»»
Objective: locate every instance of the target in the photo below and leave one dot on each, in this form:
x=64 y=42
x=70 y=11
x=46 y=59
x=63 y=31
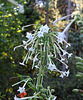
««
» **Try it**:
Could you give the material again exactly as it stands, omitting any image?

» **Answer area**:
Objective: locate every instance of the target in the photo below and leave one dot on each, in this form:
x=64 y=42
x=70 y=11
x=46 y=59
x=63 y=31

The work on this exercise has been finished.